Copy word for word the lines below, starting with the line that contains "In this exercise you will find the white curtain" and continuing through the last line.

(Items from a data source)
--- Start ---
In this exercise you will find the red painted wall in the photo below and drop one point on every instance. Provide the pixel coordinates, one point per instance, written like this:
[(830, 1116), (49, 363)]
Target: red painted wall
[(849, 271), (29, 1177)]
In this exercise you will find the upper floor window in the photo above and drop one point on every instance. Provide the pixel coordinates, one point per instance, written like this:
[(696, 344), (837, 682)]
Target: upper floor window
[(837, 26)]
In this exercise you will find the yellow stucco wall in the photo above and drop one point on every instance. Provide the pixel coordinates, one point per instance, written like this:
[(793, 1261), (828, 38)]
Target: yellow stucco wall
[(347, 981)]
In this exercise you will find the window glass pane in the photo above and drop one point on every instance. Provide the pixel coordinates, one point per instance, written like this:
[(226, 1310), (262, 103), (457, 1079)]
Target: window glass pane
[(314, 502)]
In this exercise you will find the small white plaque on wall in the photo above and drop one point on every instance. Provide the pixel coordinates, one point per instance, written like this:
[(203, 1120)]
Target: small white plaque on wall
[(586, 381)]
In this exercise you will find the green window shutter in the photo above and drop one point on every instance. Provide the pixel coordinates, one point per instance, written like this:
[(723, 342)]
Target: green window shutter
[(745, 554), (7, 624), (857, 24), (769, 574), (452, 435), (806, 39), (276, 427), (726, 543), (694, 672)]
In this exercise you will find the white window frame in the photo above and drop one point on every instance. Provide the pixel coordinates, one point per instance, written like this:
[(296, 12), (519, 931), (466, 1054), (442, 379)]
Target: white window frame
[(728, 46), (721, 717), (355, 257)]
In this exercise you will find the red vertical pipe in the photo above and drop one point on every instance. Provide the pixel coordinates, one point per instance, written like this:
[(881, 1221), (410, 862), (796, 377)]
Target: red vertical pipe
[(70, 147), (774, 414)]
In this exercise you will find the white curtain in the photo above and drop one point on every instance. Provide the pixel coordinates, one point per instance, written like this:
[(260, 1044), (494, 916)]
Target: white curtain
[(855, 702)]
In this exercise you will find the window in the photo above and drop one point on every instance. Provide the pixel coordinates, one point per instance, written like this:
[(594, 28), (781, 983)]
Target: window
--- End ---
* **Result of the task**:
In this exercise you will find the white curtain in the photo above and drop one point on every instance. Provide the pixel coordinates, one point per instance, written like this:
[(260, 1044), (494, 916)]
Target: white curtain
[(855, 702)]
In this exercise you will find the window in the photo above and drop one point on every instance. Provide the pixel coordinates, one point per instance, written like this:
[(594, 28), (781, 983)]
Target: window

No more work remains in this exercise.